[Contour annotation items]
+ + + +

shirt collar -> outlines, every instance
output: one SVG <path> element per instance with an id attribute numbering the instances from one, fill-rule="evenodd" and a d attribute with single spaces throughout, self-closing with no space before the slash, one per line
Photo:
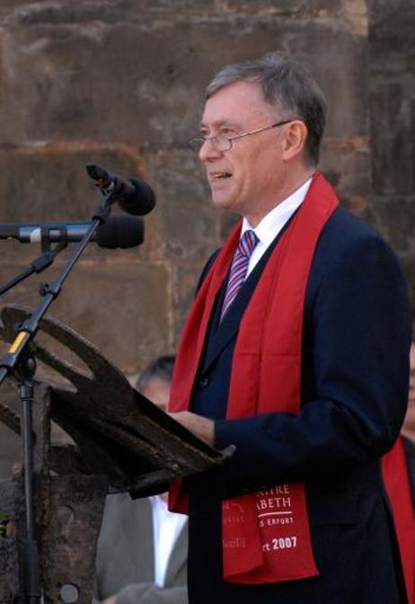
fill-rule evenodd
<path id="1" fill-rule="evenodd" d="M 255 232 L 260 242 L 265 245 L 270 244 L 274 237 L 279 233 L 286 222 L 291 218 L 296 209 L 301 206 L 305 195 L 310 188 L 313 177 L 310 177 L 304 184 L 301 185 L 294 193 L 285 199 L 281 203 L 273 208 L 260 222 L 254 229 L 243 218 L 243 226 L 241 229 L 241 236 L 249 229 Z"/>

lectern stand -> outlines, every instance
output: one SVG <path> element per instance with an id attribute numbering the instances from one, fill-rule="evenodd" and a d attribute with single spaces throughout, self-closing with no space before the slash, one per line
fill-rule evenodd
<path id="1" fill-rule="evenodd" d="M 13 342 L 13 326 L 29 309 L 2 311 L 0 336 Z M 197 439 L 137 393 L 124 375 L 72 329 L 44 318 L 51 343 L 31 342 L 39 360 L 66 379 L 37 383 L 33 404 L 34 484 L 40 582 L 45 604 L 91 604 L 98 537 L 106 494 L 128 491 L 144 497 L 165 490 L 174 476 L 203 472 L 232 453 Z M 39 338 L 40 340 L 40 338 Z M 56 354 L 54 341 L 75 353 L 83 368 Z M 0 402 L 0 420 L 19 432 L 19 418 Z M 73 445 L 51 446 L 50 422 Z M 24 501 L 21 477 L 0 483 L 0 602 L 22 600 Z M 4 524 L 5 523 L 5 524 Z M 14 532 L 15 529 L 15 532 Z"/>

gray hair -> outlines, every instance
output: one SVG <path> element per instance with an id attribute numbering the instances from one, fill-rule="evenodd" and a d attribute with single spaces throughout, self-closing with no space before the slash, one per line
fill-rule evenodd
<path id="1" fill-rule="evenodd" d="M 206 99 L 225 86 L 243 81 L 258 82 L 265 101 L 278 111 L 278 117 L 283 120 L 296 118 L 305 122 L 308 132 L 305 153 L 311 162 L 317 164 L 327 102 L 320 86 L 305 68 L 277 52 L 259 59 L 228 65 L 208 84 Z"/>

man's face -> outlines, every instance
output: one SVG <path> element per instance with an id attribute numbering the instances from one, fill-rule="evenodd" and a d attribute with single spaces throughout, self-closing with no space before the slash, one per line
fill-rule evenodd
<path id="1" fill-rule="evenodd" d="M 410 392 L 408 395 L 408 411 L 403 422 L 402 432 L 415 441 L 415 342 L 411 345 L 411 376 Z"/>
<path id="2" fill-rule="evenodd" d="M 160 378 L 152 378 L 142 389 L 142 394 L 157 407 L 166 411 L 169 403 L 170 382 Z"/>
<path id="3" fill-rule="evenodd" d="M 281 120 L 262 96 L 260 84 L 237 82 L 222 88 L 205 105 L 204 137 L 234 136 Z M 236 139 L 228 151 L 206 142 L 203 163 L 216 206 L 246 216 L 264 215 L 278 202 L 286 169 L 282 142 L 286 126 Z M 251 220 L 250 220 L 251 221 Z M 258 222 L 254 220 L 254 222 Z"/>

+ + + +

Set exercise: Echo the items above verbatim, beginning at their first line and stopping after the line that contains "255 232 L 260". Omit the picture from your copy.

Answer to this problem:
shirt collar -> outlines, every instance
output: one SVG <path> element per instance with an id attribute numbering the instances from one, fill-rule="evenodd" and a d attribute with single spaces throughout, self-closing with no space before the slash, one per line
Photo:
fill-rule evenodd
<path id="1" fill-rule="evenodd" d="M 255 232 L 260 242 L 265 245 L 270 244 L 274 237 L 279 233 L 286 222 L 291 218 L 296 209 L 301 206 L 305 195 L 310 188 L 313 177 L 310 177 L 304 184 L 301 185 L 294 193 L 285 199 L 281 203 L 273 208 L 260 222 L 254 229 L 243 218 L 243 226 L 241 229 L 241 236 L 249 229 Z"/>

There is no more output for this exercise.